### Work instructions:
1 - Transcribe the sasif package page word for word, covering everything from "# condition repeated" down to "library(sasif)".
2 - Answer these questions using the sasif package page:
(a) How many times is the condition repeated in the traditional R example?
(b) Which SAS construct does sasif match in intent?
(c) What command installs sasif from CRAN?
3 - Resume the sasif package page after its last line.

=== Source text ===

SAS IF-Style Data Step Logic for R — Improving readability and consistency in SDTM & ADaM derivations.
sasif lets clinical programmers write one condition that governs multiple variable assignments in a single block — just like SAS IF ... THEN DO. No repeated conditions. No logic drift. No maintenance burden.
The Core Problem
In traditional R, every variable assignment needs its own repeated condition:
# ❌ Traditional R (case_when) — condition repeated for EVERY variable
adsl <- adsl %>% mutate(
SAFFL = case_when(ACTARMCD == "TRTA" ~ "Y"),
SAFFLN = case_when(ACTARMCD == "TRTA" ~ 1),
TRT01A = case_when(ACTARMCD == "TRTA" ~ ACTARMCD),
TRT01AN = case_when(ACTARMCD == "TRTA" ~ 1),
TRTSDT = case_when(ACTARMCD == "TRTA" ~ as.Date(RFSTDTC, "%Y-%m-%d")),
TRTEDT = case_when(ACTARMCD == "TRTA" ~ as.Date(RFENDTC, "%Y-%m-%d")),
ITTFL = case_when(ACTARMCD == "TRTA" ~ "Y"),
FASFL = case_when(ACTARMCD == "TRTA" ~ "Y"),
RANDFL = case_when(ACTARMCD == "TRTA" ~ "Y"),
PPFL = case_when(ACTARMCD == "TRTA" ~ "Y")
# condition repeated 10 times — high QC risk if any diverge
)If one condition is ever updated, you must find and change it in every single line. Miss one and your derivation silently diverges. This is a real QC risk in regulated clinical trial data.
The sasif Solution
One condition. All assignments grouped together. Just like SAS:
# ✅ sasif — condition written ONCE, governs all assignments
library(sasif)
ADSL <- data_step(adsl,
if_do(ACTARMCD == "TRTA",
SAFFL = "Y",
SAFFLN = 1,
TRT01A = ACTARMCD,
TRT01AN = 1,
TRTSDT = as.Date(RFSTDTC, "%Y-%m-%d"),
TRTEDT = as.Date(RFENDTC, "%Y-%m-%d"),
ITTFL = "Y",
FASFL = "Y",
RANDFL = "Y",
PPFL = "Y"
)
)Clean. Readable. Audit-friendly. Identical in intent to SAS IF ... THEN DO.
Installation
# Install from CRAN
install.packages("sasif")
# Install development version from GitHub
# install.packages("devtools")

=== Data for review ===

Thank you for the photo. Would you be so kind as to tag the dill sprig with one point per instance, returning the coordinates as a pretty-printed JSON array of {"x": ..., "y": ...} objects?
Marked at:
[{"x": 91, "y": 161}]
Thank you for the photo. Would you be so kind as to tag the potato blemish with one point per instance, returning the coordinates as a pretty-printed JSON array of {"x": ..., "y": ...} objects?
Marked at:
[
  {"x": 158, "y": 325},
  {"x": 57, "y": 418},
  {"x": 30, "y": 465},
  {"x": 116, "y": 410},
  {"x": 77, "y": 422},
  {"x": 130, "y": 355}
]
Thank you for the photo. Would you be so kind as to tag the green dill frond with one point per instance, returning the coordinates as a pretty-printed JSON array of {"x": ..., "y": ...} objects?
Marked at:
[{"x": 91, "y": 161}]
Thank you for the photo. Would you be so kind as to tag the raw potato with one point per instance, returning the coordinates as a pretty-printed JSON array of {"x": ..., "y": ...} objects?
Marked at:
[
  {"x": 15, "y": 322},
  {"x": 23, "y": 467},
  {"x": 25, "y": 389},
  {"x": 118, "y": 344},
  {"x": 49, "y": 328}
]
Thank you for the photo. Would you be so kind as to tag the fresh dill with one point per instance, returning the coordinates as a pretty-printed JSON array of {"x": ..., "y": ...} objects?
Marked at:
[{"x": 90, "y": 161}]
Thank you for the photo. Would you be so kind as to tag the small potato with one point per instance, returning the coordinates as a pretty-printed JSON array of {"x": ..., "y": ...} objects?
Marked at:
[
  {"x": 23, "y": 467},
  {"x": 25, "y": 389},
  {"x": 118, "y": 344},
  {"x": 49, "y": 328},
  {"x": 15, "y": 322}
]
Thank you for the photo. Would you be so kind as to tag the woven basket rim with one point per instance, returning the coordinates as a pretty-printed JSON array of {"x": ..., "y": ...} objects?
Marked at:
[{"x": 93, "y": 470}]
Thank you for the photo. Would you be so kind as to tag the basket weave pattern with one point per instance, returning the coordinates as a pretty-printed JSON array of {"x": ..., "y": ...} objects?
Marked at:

===

### Answer list:
1 -
# condition repeated 10 times — high QC risk if any diverge
)If one condition is ever updated, you must find and change it in every single line. Miss one and your derivation silently diverges. This is a real QC risk in regulated clinical trial data.
The sasif Solution
One condition. All assignments grouped together. Just like SAS:
# ✅ sasif — condition written ONCE, governs all assignments
library(sasif)

2 -
(a) 10 times
(b) IF ... THEN DO
(c) install.packages("sasif")

3 -
devtools::install_github("chandrt23-lang/sasif")Note:
sasifrequires adata.tableas input. Convert withsetDT(df)before callingdata_step().
Functions
| Function | SAS Equivalent | Description |
|---|---|---|
data_step() |
DATA step |
Opens a SAS-style processing block on a data.table
|
if_do() |
IF ... THEN DO |
One condition governs multiple variable assignments |
else_if_do() |
ELSE IF ... THEN DO |
Secondary condition — skipped if prior block matched |
else_do() |
ELSE DO |
Default assignments when all prior conditions are FALSE |
delete_if() |
DELETE |
Removes rows where condition is TRUE |
if_independent() |
Multiple standalone IF
|
Each condition evaluated independently — not a chain |
Clinical Examples
Example 1 — ADSL: Multiple Population Flags in One Block
The most common use case — one treatment condition drives 10 variable assignments simultaneously:
ADSL <- data_step(adsl,
if_do(ACTARMCD == "TRTA",
SAFFL = "Y",
SAFFLN = 1,
TRT01A = ACTARMCD,
TRT01AN = 1,
TRTSDT = as.Date(RFSTDTC, "%Y-%m-%d"),
TRTEDT = as.Date(RFENDTC, "%Y-%m-%d"),
ITTFL = "Y",
FASFL = "Y",
RANDFL = "Y",
PPFL = "Y"
)
)Example 2 — ADSL: Age Category with IF / ELSE IF / ELSE
Mutually exclusive chain — first matching condition wins, others are skipped. Both AGECAT (character) and AGECATN (numeric) are derived together:
ADSL <- data_step(adsl,
if_do(AGE <= 45,
AGECAT = "YOUNG",
AGECATN = 1
),
else_if_do(AGE <= 70,
AGECAT = "MIDDLE",
AGECATN = 2
),
else_do(
AGECAT = "OLD",
AGECATN = 3
)
)Compare this to data.table nested fifelse() — which forces you to repeat the condition separately for each variable:
# ❌ data.table nested fifelse — condition repeated per variable
adlb[, `:=`(
AGECAT = fifelse(AGE <= 45, "YOUNG", fifelse(AGE <= 70, "MIDDLE", "OLD")),
AGECATN = fifelse(AGE <= 45, 1L, fifelse(AGE <= 70, 2L, 3L))
)]Example 3 — ADLB: Lab Categorisation (Character + Numeric Together)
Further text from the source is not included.